§ Document text
Long a darling of private market investors, SpaceX’s private valuation has grown rapidly, reaching $1.25 trillion after it acquired Musk’s AI startup xAI earlier this year. The acquisition included X, the social media network that Musk acquired in 2022 in a $44 billion deal, including $33.5 billion in equity.
At $2 trillion, SpaceX’s market value would be larger than all but a handful of the companies in the S&P 500 Index, and larger than Tesla Inc. which Musk also runs. His fortune, which stands at $680 billion according to the Bloomberg Billionaires Index, could surge if the IPO is a success.
After Musk, the largest shareholder is listed as Antonio Gracias, the founder of Valor Equity Partners, with 7.3% of the Class A shares. That’s largely through funds at Valor and Garcia’s personal ownership isn’t immediately clear.
Early backers are also expected to see gains from the IPO. Alphabet Inc.’s Google owned a 6.11% stake in Musk’s company at the end of 2025, according to regulatory disclosure in April. At a $2 trillion valuation, a holding of that size would be worth $122 billion, according to Bloomberg calculations.

§ What you need to do
1 - In the SpaceX text, what percentage of the Class A shares is Antonio Gracias listed as holding?
2 - Reproduce the SpaceX text verbatim, beginning at the words "Long a darling" and stopping after "billion in equity.".

§ Data records
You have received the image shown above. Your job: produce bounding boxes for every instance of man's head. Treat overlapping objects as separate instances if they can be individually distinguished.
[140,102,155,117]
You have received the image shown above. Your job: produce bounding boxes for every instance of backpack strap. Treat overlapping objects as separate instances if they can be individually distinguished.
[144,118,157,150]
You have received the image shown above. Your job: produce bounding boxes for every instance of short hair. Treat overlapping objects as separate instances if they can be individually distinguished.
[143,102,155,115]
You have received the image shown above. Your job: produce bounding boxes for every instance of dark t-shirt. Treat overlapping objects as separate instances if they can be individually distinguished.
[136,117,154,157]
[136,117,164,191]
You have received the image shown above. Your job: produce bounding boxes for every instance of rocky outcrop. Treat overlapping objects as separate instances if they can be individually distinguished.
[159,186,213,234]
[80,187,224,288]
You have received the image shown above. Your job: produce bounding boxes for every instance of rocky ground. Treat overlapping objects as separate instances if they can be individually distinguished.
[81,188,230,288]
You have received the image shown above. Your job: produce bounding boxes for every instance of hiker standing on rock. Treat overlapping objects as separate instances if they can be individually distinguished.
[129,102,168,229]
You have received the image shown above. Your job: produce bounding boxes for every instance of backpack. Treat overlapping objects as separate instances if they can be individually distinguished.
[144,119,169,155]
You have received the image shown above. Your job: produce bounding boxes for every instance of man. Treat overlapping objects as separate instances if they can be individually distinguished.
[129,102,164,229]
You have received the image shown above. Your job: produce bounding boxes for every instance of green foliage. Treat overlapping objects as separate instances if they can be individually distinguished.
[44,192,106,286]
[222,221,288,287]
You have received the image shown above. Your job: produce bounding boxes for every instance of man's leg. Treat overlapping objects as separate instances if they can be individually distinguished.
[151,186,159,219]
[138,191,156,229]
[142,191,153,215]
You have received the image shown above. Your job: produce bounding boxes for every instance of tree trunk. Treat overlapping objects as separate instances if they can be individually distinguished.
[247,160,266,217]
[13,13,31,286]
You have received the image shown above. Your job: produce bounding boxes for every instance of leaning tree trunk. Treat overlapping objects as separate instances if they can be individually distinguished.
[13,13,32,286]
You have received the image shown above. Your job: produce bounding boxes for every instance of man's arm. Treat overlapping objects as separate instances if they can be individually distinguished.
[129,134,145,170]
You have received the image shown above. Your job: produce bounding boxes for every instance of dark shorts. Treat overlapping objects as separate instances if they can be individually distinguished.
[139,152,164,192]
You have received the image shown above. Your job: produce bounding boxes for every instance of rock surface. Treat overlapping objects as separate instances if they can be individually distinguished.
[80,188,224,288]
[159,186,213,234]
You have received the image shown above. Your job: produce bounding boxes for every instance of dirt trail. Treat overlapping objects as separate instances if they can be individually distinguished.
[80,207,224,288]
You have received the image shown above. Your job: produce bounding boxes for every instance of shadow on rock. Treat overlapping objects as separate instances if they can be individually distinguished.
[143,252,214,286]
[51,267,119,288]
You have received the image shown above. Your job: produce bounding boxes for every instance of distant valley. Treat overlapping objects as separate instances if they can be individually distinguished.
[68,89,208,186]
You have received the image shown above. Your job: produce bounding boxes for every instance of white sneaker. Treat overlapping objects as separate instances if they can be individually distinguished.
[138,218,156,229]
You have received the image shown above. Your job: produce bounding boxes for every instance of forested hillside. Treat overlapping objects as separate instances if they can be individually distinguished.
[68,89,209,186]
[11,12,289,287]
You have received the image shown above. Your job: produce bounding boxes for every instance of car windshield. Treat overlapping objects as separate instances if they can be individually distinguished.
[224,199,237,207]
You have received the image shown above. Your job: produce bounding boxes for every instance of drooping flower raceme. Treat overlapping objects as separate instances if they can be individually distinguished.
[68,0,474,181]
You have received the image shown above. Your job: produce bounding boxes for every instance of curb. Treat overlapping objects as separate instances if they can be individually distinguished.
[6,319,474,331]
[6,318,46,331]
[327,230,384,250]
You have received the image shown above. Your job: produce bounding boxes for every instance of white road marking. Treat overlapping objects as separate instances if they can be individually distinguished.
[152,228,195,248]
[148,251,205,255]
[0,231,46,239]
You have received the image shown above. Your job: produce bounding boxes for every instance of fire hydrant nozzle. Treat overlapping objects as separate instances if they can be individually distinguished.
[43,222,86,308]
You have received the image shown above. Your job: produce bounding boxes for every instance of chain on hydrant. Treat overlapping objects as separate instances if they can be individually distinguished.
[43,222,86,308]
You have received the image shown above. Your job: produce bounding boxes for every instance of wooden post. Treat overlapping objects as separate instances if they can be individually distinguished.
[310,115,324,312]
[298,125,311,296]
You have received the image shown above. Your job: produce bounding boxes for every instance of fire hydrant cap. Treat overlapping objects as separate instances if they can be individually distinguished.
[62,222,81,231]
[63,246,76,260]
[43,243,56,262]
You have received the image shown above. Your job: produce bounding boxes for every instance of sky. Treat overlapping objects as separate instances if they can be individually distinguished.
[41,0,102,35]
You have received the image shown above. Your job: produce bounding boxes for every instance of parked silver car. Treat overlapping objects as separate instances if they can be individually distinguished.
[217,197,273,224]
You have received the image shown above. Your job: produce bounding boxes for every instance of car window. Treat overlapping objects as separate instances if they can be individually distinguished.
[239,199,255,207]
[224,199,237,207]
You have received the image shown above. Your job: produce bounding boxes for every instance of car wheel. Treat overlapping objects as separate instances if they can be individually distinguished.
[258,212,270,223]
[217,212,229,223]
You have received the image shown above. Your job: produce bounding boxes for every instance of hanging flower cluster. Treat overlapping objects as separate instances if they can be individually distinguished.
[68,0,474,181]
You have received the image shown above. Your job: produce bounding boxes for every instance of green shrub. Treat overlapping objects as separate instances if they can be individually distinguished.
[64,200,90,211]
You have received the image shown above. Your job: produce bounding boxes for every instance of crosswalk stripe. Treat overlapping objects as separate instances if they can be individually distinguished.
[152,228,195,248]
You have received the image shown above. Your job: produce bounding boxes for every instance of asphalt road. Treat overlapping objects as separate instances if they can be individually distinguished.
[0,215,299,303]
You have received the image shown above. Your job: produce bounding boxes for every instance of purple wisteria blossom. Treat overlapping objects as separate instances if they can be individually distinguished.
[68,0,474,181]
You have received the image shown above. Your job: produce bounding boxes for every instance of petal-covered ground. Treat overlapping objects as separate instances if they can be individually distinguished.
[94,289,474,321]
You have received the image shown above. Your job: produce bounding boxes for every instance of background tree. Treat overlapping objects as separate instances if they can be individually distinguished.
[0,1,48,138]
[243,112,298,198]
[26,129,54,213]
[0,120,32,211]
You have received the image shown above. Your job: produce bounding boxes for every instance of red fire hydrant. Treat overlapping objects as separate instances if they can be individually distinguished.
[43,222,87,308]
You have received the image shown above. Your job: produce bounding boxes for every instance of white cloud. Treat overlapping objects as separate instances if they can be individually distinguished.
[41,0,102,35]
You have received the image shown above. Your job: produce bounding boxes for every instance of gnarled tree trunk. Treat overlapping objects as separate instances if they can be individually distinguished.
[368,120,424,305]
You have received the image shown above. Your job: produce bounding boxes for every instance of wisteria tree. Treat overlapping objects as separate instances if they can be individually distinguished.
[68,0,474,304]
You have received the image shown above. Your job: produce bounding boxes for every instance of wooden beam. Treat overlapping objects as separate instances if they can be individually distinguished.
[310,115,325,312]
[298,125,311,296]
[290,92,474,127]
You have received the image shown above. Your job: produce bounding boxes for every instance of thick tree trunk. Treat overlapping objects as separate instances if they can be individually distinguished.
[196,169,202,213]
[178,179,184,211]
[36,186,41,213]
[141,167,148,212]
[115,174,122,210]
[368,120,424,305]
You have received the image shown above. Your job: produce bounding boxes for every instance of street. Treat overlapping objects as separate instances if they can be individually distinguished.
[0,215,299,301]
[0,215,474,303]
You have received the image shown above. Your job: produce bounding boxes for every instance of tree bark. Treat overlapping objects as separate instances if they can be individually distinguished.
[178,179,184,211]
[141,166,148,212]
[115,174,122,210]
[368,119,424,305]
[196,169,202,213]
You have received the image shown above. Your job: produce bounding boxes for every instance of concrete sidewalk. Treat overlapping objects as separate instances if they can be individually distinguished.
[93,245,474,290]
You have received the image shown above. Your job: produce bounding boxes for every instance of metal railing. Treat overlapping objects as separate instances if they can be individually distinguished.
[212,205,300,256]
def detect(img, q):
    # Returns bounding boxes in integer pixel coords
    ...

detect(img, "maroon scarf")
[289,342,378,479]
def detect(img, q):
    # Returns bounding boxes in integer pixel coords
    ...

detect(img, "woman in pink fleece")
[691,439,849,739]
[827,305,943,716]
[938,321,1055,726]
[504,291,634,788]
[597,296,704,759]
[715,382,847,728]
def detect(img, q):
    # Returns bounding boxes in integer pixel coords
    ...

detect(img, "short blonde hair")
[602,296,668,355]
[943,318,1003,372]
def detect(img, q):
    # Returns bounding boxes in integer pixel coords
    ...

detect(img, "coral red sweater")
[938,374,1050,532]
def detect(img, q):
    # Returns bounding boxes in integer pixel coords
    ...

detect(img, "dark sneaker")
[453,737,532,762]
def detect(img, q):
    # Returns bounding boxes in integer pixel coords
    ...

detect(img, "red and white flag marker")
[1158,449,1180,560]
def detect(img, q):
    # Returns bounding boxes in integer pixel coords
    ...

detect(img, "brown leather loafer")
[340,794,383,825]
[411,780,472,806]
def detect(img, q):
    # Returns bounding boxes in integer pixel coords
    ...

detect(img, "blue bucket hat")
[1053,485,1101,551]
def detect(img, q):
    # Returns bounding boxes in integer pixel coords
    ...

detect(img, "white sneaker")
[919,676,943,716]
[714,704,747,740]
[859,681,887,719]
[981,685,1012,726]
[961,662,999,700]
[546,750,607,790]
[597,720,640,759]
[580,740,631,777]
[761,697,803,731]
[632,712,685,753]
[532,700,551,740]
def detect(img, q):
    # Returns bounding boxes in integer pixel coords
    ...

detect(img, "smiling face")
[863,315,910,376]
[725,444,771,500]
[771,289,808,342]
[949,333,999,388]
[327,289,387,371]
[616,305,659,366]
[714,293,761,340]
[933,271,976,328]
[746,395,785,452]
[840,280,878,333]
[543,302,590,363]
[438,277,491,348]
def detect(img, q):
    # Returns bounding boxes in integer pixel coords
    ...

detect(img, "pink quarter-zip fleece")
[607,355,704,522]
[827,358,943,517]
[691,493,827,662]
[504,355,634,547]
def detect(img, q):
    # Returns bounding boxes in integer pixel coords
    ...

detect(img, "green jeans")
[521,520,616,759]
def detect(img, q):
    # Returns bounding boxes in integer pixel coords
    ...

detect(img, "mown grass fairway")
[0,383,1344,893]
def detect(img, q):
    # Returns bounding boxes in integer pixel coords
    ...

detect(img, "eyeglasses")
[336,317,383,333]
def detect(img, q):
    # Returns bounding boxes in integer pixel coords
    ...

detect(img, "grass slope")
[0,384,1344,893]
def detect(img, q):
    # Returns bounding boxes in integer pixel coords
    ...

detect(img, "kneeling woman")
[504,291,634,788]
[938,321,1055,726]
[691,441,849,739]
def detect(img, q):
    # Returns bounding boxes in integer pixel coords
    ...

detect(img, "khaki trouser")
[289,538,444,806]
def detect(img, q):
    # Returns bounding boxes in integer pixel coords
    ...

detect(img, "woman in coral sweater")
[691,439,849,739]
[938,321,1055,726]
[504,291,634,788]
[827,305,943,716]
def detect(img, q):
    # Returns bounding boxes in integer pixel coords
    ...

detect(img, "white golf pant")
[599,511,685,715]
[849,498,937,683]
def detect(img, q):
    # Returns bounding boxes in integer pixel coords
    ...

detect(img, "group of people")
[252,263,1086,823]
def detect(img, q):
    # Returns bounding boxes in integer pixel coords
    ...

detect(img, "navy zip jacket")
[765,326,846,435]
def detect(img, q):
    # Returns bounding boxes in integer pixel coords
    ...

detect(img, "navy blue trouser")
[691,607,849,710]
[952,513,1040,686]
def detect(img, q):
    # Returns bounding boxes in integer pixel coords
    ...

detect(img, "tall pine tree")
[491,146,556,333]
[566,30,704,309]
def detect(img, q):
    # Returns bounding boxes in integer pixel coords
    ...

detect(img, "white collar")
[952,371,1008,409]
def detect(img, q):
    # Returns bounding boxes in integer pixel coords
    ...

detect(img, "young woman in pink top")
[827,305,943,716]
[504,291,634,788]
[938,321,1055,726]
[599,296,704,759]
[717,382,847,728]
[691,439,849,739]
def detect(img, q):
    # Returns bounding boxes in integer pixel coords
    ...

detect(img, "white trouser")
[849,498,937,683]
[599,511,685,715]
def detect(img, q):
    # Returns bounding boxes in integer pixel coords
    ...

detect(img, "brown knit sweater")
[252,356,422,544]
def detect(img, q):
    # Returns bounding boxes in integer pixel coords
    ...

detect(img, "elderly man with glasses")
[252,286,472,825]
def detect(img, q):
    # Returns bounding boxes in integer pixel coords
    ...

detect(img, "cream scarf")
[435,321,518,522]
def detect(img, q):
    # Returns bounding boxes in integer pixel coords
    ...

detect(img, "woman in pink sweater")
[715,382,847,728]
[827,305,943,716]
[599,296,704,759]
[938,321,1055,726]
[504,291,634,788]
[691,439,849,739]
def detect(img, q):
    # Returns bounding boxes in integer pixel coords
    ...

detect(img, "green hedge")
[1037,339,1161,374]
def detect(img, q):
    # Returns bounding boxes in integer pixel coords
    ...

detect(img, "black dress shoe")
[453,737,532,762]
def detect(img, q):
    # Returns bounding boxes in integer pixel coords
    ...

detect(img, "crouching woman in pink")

§ Answers to each task
1 - 7.3%

2 -
Long a darling of private market investors, SpaceX’s private valuation has grown rapidly, reaching $1.25 trillion after it acquired Musk’s AI startup xAI earlier this year. The acquisition included X, the social media network that Musk acquired in 2022 in a $44 billion deal, including $33.5 billion in equity.